*** Opening Information ***

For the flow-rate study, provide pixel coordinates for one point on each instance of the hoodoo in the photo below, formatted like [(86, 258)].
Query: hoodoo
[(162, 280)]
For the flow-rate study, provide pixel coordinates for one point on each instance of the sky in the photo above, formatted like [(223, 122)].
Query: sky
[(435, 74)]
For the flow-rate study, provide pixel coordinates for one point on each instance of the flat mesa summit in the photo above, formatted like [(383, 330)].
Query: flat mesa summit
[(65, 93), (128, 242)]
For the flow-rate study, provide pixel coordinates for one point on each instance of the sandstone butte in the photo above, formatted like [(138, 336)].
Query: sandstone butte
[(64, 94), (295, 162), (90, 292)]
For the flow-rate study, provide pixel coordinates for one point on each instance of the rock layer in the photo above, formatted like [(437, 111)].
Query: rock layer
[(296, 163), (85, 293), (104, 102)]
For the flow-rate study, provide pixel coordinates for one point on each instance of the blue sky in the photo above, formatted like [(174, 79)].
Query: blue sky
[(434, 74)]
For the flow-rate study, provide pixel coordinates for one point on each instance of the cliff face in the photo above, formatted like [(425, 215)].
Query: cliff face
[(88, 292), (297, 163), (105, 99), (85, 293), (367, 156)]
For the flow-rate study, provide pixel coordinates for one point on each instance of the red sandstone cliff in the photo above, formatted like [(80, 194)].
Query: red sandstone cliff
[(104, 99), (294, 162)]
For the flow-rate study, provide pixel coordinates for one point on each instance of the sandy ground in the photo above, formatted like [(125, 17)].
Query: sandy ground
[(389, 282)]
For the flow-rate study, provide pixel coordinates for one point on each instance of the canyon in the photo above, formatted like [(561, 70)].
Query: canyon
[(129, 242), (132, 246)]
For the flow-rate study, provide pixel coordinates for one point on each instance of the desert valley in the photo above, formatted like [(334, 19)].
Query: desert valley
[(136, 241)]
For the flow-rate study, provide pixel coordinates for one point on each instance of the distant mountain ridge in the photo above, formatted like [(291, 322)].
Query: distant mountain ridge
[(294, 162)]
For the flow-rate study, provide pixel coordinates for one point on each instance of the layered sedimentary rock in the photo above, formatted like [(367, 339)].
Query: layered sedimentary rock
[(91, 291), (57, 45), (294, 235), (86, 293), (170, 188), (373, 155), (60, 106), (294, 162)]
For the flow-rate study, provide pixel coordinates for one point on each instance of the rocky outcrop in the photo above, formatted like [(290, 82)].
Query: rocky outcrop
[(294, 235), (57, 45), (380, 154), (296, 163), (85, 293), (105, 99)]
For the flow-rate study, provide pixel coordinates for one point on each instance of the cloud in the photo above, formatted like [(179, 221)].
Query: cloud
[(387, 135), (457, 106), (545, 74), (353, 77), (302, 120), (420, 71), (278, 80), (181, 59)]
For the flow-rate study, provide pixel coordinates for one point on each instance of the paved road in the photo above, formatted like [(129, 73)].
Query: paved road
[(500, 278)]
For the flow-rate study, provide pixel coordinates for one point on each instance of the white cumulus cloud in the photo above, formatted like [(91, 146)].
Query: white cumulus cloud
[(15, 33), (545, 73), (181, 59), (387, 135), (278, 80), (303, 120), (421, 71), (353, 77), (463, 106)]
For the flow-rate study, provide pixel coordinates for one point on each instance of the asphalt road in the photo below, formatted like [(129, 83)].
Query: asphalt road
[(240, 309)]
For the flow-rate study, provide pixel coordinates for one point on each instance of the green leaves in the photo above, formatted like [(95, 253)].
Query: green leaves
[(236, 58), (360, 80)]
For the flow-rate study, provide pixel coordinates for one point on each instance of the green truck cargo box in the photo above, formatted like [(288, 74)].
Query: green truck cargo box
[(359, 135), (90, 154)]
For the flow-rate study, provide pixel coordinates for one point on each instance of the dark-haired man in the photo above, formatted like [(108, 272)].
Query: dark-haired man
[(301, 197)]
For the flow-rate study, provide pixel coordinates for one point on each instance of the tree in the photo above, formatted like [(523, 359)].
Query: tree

*** Closing Information ***

* _To do_
Write the entries out a second time. Match them exactly.

* _Written answer_
For the flow-rate study, provide pixel coordinates for one point on each instance of the hoodoo in the photo below, formatted like [(86, 258)].
Query: hoodoo
[(162, 280)]
For the flow-rate study, provide pixel coordinates for one point on each instance of the sky in the photo above, formatted like [(223, 122)].
Query: sky
[(435, 74)]
For the flow-rate study, provide pixel coordinates for one point on each instance of the flat mesa summit in the photo above, formatted like [(383, 330)].
Query: flat mesa summit
[(65, 93), (128, 242)]
For the flow-rate study, provide pixel coordinates for one point on each instance of the sandstone butte in the photo above, formatted like [(138, 336)].
Query: sandstone butte
[(64, 94), (295, 162), (90, 292)]
For the flow-rate study, provide pixel coordinates for one point on each instance of the rock layer in the photo above, formatted like [(437, 111)].
Query: rock layer
[(296, 163), (85, 293), (104, 102)]
For the flow-rate study, provide pixel coordinates for one point on each instance of the blue sky in the photo above, formatted like [(174, 79)].
Query: blue sky
[(434, 74)]
For the flow-rate study, provide pixel coordinates for one point on each instance of the cliff face in the photo above, formatted like [(425, 215)].
Query: cliff face
[(88, 292), (297, 163), (105, 99), (85, 293), (367, 156)]
For the flow-rate study, provide pixel coordinates for one point on each instance of the red sandstone cliff in the photo above, formatted like [(80, 194)].
Query: red sandstone cliff
[(104, 99), (294, 162)]
For the flow-rate study, provide pixel coordinates for one point on each instance of the sandy ground in the photo above, formatted like [(125, 17)].
Query: sandy ground
[(389, 282)]
For the flow-rate study, provide pixel coordinates for one point on each instance of the canyon in the photo above, formatted like [(561, 70)].
Query: canyon
[(129, 242), (132, 246)]
For the flow-rate study, provide pixel coordinates for one point on each instance of the desert valley in the photo above, formatted like [(334, 19)].
Query: desert valley
[(136, 241)]
For the flow-rate study, provide pixel coordinates for one point on each instance of the distant mountain ridge in the photo above, formatted like [(291, 322)].
Query: distant mountain ridge
[(294, 162)]
For the flow-rate study, provide pixel coordinates for one point on each instance of the layered sedimentary rock in the photo above, formatted like [(367, 339)].
Query: layered sedimentary rock
[(91, 291), (57, 45), (294, 235), (86, 293), (170, 188), (373, 155), (60, 106), (294, 162)]
For the flow-rate study, provide pixel coordinates for one point on each instance of the rocky outcrop in the photo above, formatted like [(290, 82)].
Query: rocky outcrop
[(294, 235), (57, 45), (380, 154), (296, 163), (85, 293), (105, 99)]
For the flow-rate study, provide pixel coordinates for one point on each instance of the cloud in the photo above, formatted like [(179, 221)].
Query: cloud
[(387, 135), (457, 106), (545, 74), (353, 77), (302, 120), (420, 71), (278, 80), (181, 59)]
For the flow-rate study, provide pixel coordinates for one point on each instance of the paved road in the photo above, formatted like [(129, 73)].
Query: paved road
[(500, 278)]
For the flow-rate study, provide pixel coordinates for one point on each instance of the white cumulus cloud in the photo above, formatted like [(91, 146)].
Query: white cumulus cloud
[(15, 33), (545, 73), (181, 59), (387, 135), (278, 80), (303, 120), (421, 71), (353, 77), (463, 106)]
For the flow-rate study, provide pixel coordinates for one point on each instance of the asphalt road in the photo below, formatted like [(129, 83)].
Query: asphalt road
[(240, 309)]
For the flow-rate study, provide pixel coordinates for one point on each instance of the green leaves in the photo above, formatted like [(95, 253)].
Query: green leaves
[(236, 58), (360, 80)]
For the flow-rate study, provide pixel coordinates for one point on each instance of the green truck cargo box in the photo above, formatted like [(288, 74)].
Query: green truck cargo box
[(359, 135), (90, 154)]
For the flow-rate study, provide pixel coordinates for one point on each instance of the dark-haired man in the photo above, formatted like [(108, 272)].
Query: dark-haired man
[(301, 197)]
For the flow-rate study, provide pixel coordinates for one point on each instance of the tree in the photo above, formatted like [(523, 359)].
Query: tree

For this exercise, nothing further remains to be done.